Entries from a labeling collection
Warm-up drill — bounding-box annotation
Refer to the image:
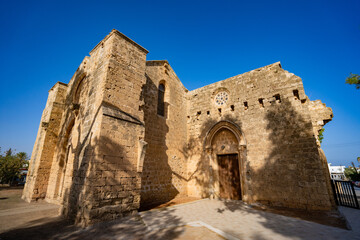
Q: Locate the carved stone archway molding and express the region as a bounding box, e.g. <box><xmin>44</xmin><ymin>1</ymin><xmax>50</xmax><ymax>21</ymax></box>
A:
<box><xmin>204</xmin><ymin>120</ymin><xmax>248</xmax><ymax>201</ymax></box>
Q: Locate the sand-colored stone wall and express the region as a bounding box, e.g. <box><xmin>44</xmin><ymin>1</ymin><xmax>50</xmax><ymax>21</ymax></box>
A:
<box><xmin>141</xmin><ymin>61</ymin><xmax>187</xmax><ymax>208</ymax></box>
<box><xmin>22</xmin><ymin>82</ymin><xmax>67</xmax><ymax>202</ymax></box>
<box><xmin>23</xmin><ymin>30</ymin><xmax>334</xmax><ymax>226</ymax></box>
<box><xmin>188</xmin><ymin>63</ymin><xmax>332</xmax><ymax>209</ymax></box>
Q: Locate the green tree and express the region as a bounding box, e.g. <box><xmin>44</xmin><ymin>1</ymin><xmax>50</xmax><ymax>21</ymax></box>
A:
<box><xmin>0</xmin><ymin>148</ymin><xmax>28</xmax><ymax>184</ymax></box>
<box><xmin>345</xmin><ymin>73</ymin><xmax>360</xmax><ymax>89</ymax></box>
<box><xmin>344</xmin><ymin>162</ymin><xmax>360</xmax><ymax>181</ymax></box>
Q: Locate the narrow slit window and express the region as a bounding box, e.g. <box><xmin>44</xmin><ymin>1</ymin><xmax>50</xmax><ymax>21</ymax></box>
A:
<box><xmin>274</xmin><ymin>94</ymin><xmax>281</xmax><ymax>103</ymax></box>
<box><xmin>293</xmin><ymin>90</ymin><xmax>300</xmax><ymax>100</ymax></box>
<box><xmin>157</xmin><ymin>84</ymin><xmax>165</xmax><ymax>117</ymax></box>
<box><xmin>259</xmin><ymin>98</ymin><xmax>264</xmax><ymax>108</ymax></box>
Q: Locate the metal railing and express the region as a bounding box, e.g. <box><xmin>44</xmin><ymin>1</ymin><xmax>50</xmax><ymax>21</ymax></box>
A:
<box><xmin>331</xmin><ymin>180</ymin><xmax>359</xmax><ymax>208</ymax></box>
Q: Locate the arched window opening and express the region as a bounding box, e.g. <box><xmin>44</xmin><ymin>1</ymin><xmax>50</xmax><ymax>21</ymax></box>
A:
<box><xmin>157</xmin><ymin>83</ymin><xmax>165</xmax><ymax>117</ymax></box>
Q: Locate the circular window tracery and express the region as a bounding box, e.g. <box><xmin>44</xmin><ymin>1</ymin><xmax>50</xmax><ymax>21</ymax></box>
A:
<box><xmin>215</xmin><ymin>92</ymin><xmax>229</xmax><ymax>106</ymax></box>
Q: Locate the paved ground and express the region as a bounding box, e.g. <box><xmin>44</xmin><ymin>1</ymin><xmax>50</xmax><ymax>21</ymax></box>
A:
<box><xmin>0</xmin><ymin>188</ymin><xmax>360</xmax><ymax>240</ymax></box>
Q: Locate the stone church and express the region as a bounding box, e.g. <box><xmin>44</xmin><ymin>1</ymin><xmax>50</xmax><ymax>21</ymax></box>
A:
<box><xmin>23</xmin><ymin>30</ymin><xmax>335</xmax><ymax>225</ymax></box>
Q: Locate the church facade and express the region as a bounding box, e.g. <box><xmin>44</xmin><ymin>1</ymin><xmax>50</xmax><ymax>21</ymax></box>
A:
<box><xmin>23</xmin><ymin>30</ymin><xmax>335</xmax><ymax>225</ymax></box>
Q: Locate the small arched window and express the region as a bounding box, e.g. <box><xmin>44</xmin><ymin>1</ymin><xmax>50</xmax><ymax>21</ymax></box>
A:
<box><xmin>158</xmin><ymin>83</ymin><xmax>165</xmax><ymax>117</ymax></box>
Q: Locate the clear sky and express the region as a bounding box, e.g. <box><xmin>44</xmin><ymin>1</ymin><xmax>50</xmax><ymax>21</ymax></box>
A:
<box><xmin>0</xmin><ymin>0</ymin><xmax>360</xmax><ymax>165</ymax></box>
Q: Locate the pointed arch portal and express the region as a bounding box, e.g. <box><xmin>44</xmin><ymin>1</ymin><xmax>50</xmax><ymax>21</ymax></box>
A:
<box><xmin>204</xmin><ymin>121</ymin><xmax>246</xmax><ymax>200</ymax></box>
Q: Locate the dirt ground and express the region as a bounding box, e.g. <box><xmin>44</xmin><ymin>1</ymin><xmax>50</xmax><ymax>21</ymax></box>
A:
<box><xmin>0</xmin><ymin>188</ymin><xmax>346</xmax><ymax>240</ymax></box>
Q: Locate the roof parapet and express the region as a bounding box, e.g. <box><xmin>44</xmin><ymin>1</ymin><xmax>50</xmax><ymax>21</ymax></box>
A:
<box><xmin>89</xmin><ymin>29</ymin><xmax>149</xmax><ymax>55</ymax></box>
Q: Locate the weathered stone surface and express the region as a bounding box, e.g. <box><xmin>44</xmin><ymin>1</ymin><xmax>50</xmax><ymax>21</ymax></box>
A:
<box><xmin>23</xmin><ymin>30</ymin><xmax>334</xmax><ymax>225</ymax></box>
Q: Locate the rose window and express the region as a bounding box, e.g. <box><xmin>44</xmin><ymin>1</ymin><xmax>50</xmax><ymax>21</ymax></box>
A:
<box><xmin>215</xmin><ymin>92</ymin><xmax>229</xmax><ymax>106</ymax></box>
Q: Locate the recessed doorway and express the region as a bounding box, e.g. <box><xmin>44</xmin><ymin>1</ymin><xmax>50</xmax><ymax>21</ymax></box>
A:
<box><xmin>217</xmin><ymin>154</ymin><xmax>241</xmax><ymax>200</ymax></box>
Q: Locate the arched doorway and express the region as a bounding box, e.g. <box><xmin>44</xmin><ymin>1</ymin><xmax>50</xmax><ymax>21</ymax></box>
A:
<box><xmin>205</xmin><ymin>121</ymin><xmax>246</xmax><ymax>200</ymax></box>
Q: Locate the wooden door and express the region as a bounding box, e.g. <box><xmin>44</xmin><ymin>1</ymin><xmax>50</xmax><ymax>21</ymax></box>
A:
<box><xmin>217</xmin><ymin>154</ymin><xmax>241</xmax><ymax>200</ymax></box>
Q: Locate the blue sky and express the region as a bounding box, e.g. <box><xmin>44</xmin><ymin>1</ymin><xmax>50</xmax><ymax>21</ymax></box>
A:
<box><xmin>0</xmin><ymin>0</ymin><xmax>360</xmax><ymax>165</ymax></box>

Task goal: Please render every line of the entries above as a numbered list, omitting blank lines and leaving the pictures out of your answer.

Exercise answer:
1. Warm-up drill — bounding-box annotation
2. Refer to the image:
3. Q: Locate the carved stone archway molding and express the region as a bounding box, e.g. <box><xmin>44</xmin><ymin>1</ymin><xmax>50</xmax><ymax>21</ymax></box>
4. A:
5. <box><xmin>204</xmin><ymin>120</ymin><xmax>248</xmax><ymax>201</ymax></box>
6. Q: Locate the sand-colored stone wall and express the region as a bounding box, e.g. <box><xmin>44</xmin><ymin>1</ymin><xmax>50</xmax><ymax>21</ymax></box>
7. A:
8. <box><xmin>141</xmin><ymin>61</ymin><xmax>187</xmax><ymax>208</ymax></box>
9. <box><xmin>22</xmin><ymin>82</ymin><xmax>67</xmax><ymax>202</ymax></box>
10. <box><xmin>23</xmin><ymin>30</ymin><xmax>334</xmax><ymax>226</ymax></box>
11. <box><xmin>188</xmin><ymin>63</ymin><xmax>332</xmax><ymax>209</ymax></box>
12. Q: Locate the green tree and express the region as a bounding box, e.g. <box><xmin>44</xmin><ymin>1</ymin><xmax>50</xmax><ymax>21</ymax></box>
13. A:
14. <box><xmin>0</xmin><ymin>148</ymin><xmax>28</xmax><ymax>184</ymax></box>
15. <box><xmin>345</xmin><ymin>73</ymin><xmax>360</xmax><ymax>89</ymax></box>
16. <box><xmin>344</xmin><ymin>162</ymin><xmax>360</xmax><ymax>181</ymax></box>
17. Q: Locate the narrow slit window and express the region as a bounding box, e.g. <box><xmin>44</xmin><ymin>1</ymin><xmax>50</xmax><ymax>21</ymax></box>
18. A:
19. <box><xmin>274</xmin><ymin>94</ymin><xmax>281</xmax><ymax>103</ymax></box>
20. <box><xmin>293</xmin><ymin>90</ymin><xmax>300</xmax><ymax>100</ymax></box>
21. <box><xmin>157</xmin><ymin>84</ymin><xmax>165</xmax><ymax>117</ymax></box>
22. <box><xmin>259</xmin><ymin>98</ymin><xmax>264</xmax><ymax>108</ymax></box>
23. Q: Locate the metal railing and express the region as a bounding box, e.g. <box><xmin>44</xmin><ymin>1</ymin><xmax>50</xmax><ymax>21</ymax></box>
24. A:
25. <box><xmin>331</xmin><ymin>180</ymin><xmax>359</xmax><ymax>208</ymax></box>
26. Q: Locate the arched window opening and express the region as a bounding box, e.g. <box><xmin>44</xmin><ymin>1</ymin><xmax>50</xmax><ymax>21</ymax></box>
27. A:
28. <box><xmin>157</xmin><ymin>83</ymin><xmax>165</xmax><ymax>117</ymax></box>
29. Q: Locate the circular window tracery and express the region as a bounding box, e.g. <box><xmin>44</xmin><ymin>1</ymin><xmax>50</xmax><ymax>21</ymax></box>
30. A:
31. <box><xmin>215</xmin><ymin>92</ymin><xmax>229</xmax><ymax>106</ymax></box>
32. Q: Locate the paved ground and express the region as a bounding box, e.g. <box><xmin>44</xmin><ymin>1</ymin><xmax>50</xmax><ymax>21</ymax></box>
33. A:
34. <box><xmin>0</xmin><ymin>188</ymin><xmax>360</xmax><ymax>240</ymax></box>
35. Q: Locate the stone church and express the region as a bounding box, e.g. <box><xmin>44</xmin><ymin>1</ymin><xmax>50</xmax><ymax>21</ymax></box>
36. A:
37. <box><xmin>23</xmin><ymin>30</ymin><xmax>335</xmax><ymax>225</ymax></box>
38. Q: Locate the church facade and express the region as a bounding box, e.g. <box><xmin>44</xmin><ymin>1</ymin><xmax>50</xmax><ymax>21</ymax></box>
39. A:
40. <box><xmin>23</xmin><ymin>30</ymin><xmax>335</xmax><ymax>225</ymax></box>
41. Q: Locate the small arched window and express the region as a bounding box, e.g. <box><xmin>44</xmin><ymin>1</ymin><xmax>50</xmax><ymax>21</ymax></box>
42. A:
43. <box><xmin>158</xmin><ymin>83</ymin><xmax>165</xmax><ymax>117</ymax></box>
44. Q: Locate the clear sky and express the region as a bounding box, e.g. <box><xmin>44</xmin><ymin>1</ymin><xmax>50</xmax><ymax>21</ymax></box>
45. A:
46. <box><xmin>0</xmin><ymin>0</ymin><xmax>360</xmax><ymax>165</ymax></box>
47. Q: Locate the pointed arch portal and express the region as a bounding box, e.g. <box><xmin>44</xmin><ymin>1</ymin><xmax>50</xmax><ymax>21</ymax></box>
48. A:
49. <box><xmin>204</xmin><ymin>121</ymin><xmax>246</xmax><ymax>200</ymax></box>
50. Q: Locate the dirt ground and express the region as a bounding box, e.g. <box><xmin>44</xmin><ymin>1</ymin><xmax>50</xmax><ymax>21</ymax></box>
51. A:
52. <box><xmin>0</xmin><ymin>188</ymin><xmax>346</xmax><ymax>240</ymax></box>
53. Q: Locate the roof parapet and express the region as a bounding box, e.g. <box><xmin>44</xmin><ymin>1</ymin><xmax>50</xmax><ymax>21</ymax></box>
54. A:
55. <box><xmin>89</xmin><ymin>29</ymin><xmax>149</xmax><ymax>55</ymax></box>
56. Q: Locate the weathered stone surface and express the region as a bounding box, e.g. <box><xmin>44</xmin><ymin>1</ymin><xmax>50</xmax><ymax>21</ymax></box>
57. A:
58. <box><xmin>23</xmin><ymin>30</ymin><xmax>334</xmax><ymax>225</ymax></box>
59. Q: Locate the rose window and express the region as a bounding box, e.g. <box><xmin>44</xmin><ymin>1</ymin><xmax>50</xmax><ymax>21</ymax></box>
60. A:
61. <box><xmin>215</xmin><ymin>92</ymin><xmax>229</xmax><ymax>106</ymax></box>
62. Q: Locate the recessed doorway and express the region as a bounding box, e.g. <box><xmin>44</xmin><ymin>1</ymin><xmax>50</xmax><ymax>21</ymax></box>
63. A:
64. <box><xmin>217</xmin><ymin>154</ymin><xmax>241</xmax><ymax>200</ymax></box>
65. Q: Locate the arched doorway and express the region as a bounding box, e.g. <box><xmin>44</xmin><ymin>1</ymin><xmax>50</xmax><ymax>21</ymax></box>
66. A:
67. <box><xmin>205</xmin><ymin>121</ymin><xmax>246</xmax><ymax>200</ymax></box>
68. Q: Locate the wooden door and express the region as a bounding box, e.g. <box><xmin>44</xmin><ymin>1</ymin><xmax>50</xmax><ymax>21</ymax></box>
69. A:
70. <box><xmin>217</xmin><ymin>154</ymin><xmax>241</xmax><ymax>200</ymax></box>
71. Q: Locate the blue sky and express the region as a bounding box, e.g. <box><xmin>44</xmin><ymin>1</ymin><xmax>50</xmax><ymax>21</ymax></box>
72. A:
73. <box><xmin>0</xmin><ymin>0</ymin><xmax>360</xmax><ymax>165</ymax></box>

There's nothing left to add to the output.